Objective: Rewrite all of the rows below as a JSON list of strings, with one string per line and any blank lines omitted.

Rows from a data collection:
◆ ◆ ◆ ◆

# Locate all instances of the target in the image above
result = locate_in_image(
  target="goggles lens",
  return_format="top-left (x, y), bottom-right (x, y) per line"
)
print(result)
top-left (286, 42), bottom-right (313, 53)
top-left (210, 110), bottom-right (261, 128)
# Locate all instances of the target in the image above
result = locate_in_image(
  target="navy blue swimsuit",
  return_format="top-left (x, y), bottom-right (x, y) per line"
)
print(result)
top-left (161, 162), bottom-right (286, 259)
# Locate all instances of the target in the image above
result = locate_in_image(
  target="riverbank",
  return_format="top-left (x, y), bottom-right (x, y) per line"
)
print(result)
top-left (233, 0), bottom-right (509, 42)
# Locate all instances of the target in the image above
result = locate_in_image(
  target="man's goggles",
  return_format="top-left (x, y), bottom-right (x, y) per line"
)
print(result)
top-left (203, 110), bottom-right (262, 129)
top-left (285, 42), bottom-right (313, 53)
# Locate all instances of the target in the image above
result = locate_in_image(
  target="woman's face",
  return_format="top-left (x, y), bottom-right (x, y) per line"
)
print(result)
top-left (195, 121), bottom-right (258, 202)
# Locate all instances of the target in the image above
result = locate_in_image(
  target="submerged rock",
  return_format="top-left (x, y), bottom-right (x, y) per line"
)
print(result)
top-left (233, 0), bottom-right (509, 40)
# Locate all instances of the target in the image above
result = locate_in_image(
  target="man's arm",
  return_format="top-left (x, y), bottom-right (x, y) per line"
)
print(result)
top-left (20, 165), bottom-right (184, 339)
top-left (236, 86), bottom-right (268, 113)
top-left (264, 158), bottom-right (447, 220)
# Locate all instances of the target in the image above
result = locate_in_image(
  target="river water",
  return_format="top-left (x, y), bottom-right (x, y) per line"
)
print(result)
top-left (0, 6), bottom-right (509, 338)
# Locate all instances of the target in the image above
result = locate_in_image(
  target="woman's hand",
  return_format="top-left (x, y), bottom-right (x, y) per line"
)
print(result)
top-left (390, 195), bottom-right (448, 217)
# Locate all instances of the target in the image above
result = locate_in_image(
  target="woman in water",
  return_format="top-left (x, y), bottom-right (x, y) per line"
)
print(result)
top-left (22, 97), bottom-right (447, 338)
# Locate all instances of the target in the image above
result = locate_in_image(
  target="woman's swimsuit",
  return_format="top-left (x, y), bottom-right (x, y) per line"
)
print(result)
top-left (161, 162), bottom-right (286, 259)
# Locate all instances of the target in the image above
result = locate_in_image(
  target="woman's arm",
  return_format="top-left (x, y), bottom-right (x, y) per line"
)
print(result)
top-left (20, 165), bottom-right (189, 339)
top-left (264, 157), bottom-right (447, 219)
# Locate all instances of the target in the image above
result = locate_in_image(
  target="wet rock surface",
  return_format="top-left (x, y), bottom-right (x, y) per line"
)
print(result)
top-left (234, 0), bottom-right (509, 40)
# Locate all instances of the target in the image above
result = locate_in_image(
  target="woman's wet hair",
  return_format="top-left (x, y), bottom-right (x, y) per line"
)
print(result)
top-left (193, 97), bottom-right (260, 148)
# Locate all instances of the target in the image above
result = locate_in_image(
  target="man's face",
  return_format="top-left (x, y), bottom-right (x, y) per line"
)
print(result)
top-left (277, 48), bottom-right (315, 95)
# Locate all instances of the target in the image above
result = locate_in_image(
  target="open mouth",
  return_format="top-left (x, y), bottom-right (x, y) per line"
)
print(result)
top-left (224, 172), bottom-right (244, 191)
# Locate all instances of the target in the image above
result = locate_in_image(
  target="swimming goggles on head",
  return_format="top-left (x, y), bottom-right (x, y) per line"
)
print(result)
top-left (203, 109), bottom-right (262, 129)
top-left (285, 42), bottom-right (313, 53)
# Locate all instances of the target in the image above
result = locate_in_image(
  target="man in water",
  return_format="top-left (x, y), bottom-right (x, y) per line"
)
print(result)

◆ ◆ ◆ ◆

Problem solution:
[
  "# Locate all instances of the target in the image above",
  "result = locate_in_image(",
  "  target=\"goggles lens\",",
  "  return_format=\"top-left (x, y), bottom-right (x, y) per line\"",
  ")",
  "print(result)",
  "top-left (286, 42), bottom-right (313, 53)",
  "top-left (210, 110), bottom-right (261, 128)",
  "# Locate all instances of the target in the image above",
  "result = locate_in_image(",
  "  target=\"navy blue swimsuit\",",
  "  return_format=\"top-left (x, y), bottom-right (x, y) per line\"",
  ")",
  "print(result)",
  "top-left (161, 162), bottom-right (286, 259)",
  "# Locate all instances of the target in the image above",
  "result = locate_in_image(",
  "  target=\"riverbank\",",
  "  return_format=\"top-left (x, y), bottom-right (x, y) per line\"",
  ")",
  "print(result)",
  "top-left (233, 0), bottom-right (509, 42)",
  "# Locate all instances of the target in the image above",
  "result = locate_in_image(",
  "  target=\"man's goggles\",",
  "  return_format=\"top-left (x, y), bottom-right (x, y) per line\"",
  ")",
  "print(result)",
  "top-left (203, 110), bottom-right (262, 129)",
  "top-left (285, 42), bottom-right (313, 53)",
  "# Locate all instances of the target in the image above",
  "result = locate_in_image(",
  "  target=\"woman's face\",",
  "  return_format=\"top-left (x, y), bottom-right (x, y) per line\"",
  ")",
  "print(result)",
  "top-left (195, 121), bottom-right (258, 202)",
  "# Locate all instances of the target in the image above",
  "result = locate_in_image(",
  "  target=\"submerged rock\",",
  "  return_format=\"top-left (x, y), bottom-right (x, y) per line\"",
  ")",
  "print(result)",
  "top-left (233, 0), bottom-right (509, 40)",
  "# Locate all instances of the target in the image above",
  "result = locate_in_image(",
  "  target=\"man's arm\",",
  "  return_format=\"top-left (x, y), bottom-right (x, y) per line\"",
  ")",
  "print(result)",
  "top-left (20, 165), bottom-right (184, 339)",
  "top-left (236, 86), bottom-right (268, 113)",
  "top-left (264, 158), bottom-right (447, 220)",
  "# Locate all instances of the target in the image above",
  "result = locate_in_image(",
  "  target=\"river water\",",
  "  return_format=\"top-left (x, y), bottom-right (x, y) per line\"",
  ")",
  "print(result)",
  "top-left (0, 6), bottom-right (509, 338)",
  "# Locate all instances of the target in the image above",
  "result = locate_in_image(",
  "  target=\"woman's hand\",",
  "  return_format=\"top-left (x, y), bottom-right (x, y) per line\"",
  ")",
  "print(result)",
  "top-left (390, 195), bottom-right (448, 217)",
  "# Locate all instances of the target in the image above",
  "result = locate_in_image(",
  "  target=\"woman in water\",",
  "  return_format=\"top-left (x, y), bottom-right (x, y) per line\"",
  ")",
  "print(result)",
  "top-left (22, 97), bottom-right (447, 338)",
  "# Locate all instances of the target in the image above",
  "result = locate_in_image(",
  "  target=\"woman's swimsuit\",",
  "  return_format=\"top-left (x, y), bottom-right (x, y) per line\"",
  ")",
  "print(result)",
  "top-left (161, 162), bottom-right (286, 259)",
  "# Locate all instances of the target in the image above",
  "result = locate_in_image(",
  "  target=\"woman's arm\",",
  "  return_format=\"top-left (x, y), bottom-right (x, y) per line\"",
  ")",
  "print(result)",
  "top-left (20, 165), bottom-right (189, 339)",
  "top-left (264, 157), bottom-right (447, 219)",
  "# Locate all instances of the target in the image above",
  "result = locate_in_image(",
  "  target=\"wet rock surface\",",
  "  return_format=\"top-left (x, y), bottom-right (x, y) per line\"",
  ")",
  "print(result)",
  "top-left (234, 0), bottom-right (509, 40)",
  "# Locate all instances of the target in the image above",
  "result = locate_in_image(",
  "  target=\"woman's wet hair\",",
  "  return_format=\"top-left (x, y), bottom-right (x, y) per line\"",
  ")",
  "print(result)",
  "top-left (193, 97), bottom-right (260, 148)",
  "# Locate all instances of the target in the image above",
  "result = locate_in_image(",
  "  target=\"man's face\",",
  "  return_format=\"top-left (x, y), bottom-right (x, y) per line\"",
  ")",
  "print(result)",
  "top-left (277, 48), bottom-right (315, 95)",
  "# Locate all instances of the target in the image above",
  "result = locate_in_image(",
  "  target=\"open mouth\",",
  "  return_format=\"top-left (x, y), bottom-right (x, y) per line\"",
  ")",
  "print(result)",
  "top-left (224, 172), bottom-right (244, 191)",
  "# Locate all instances of the target in the image above",
  "result = locate_in_image(",
  "  target=\"swimming goggles on head\",",
  "  return_format=\"top-left (x, y), bottom-right (x, y) per line\"",
  ")",
  "print(result)",
  "top-left (203, 109), bottom-right (262, 129)",
  "top-left (285, 42), bottom-right (313, 53)",
  "# Locate all instances of the target in the image above",
  "result = locate_in_image(",
  "  target=\"man in water\",",
  "  return_format=\"top-left (x, y), bottom-right (x, y) per line\"",
  ")",
  "print(result)"
]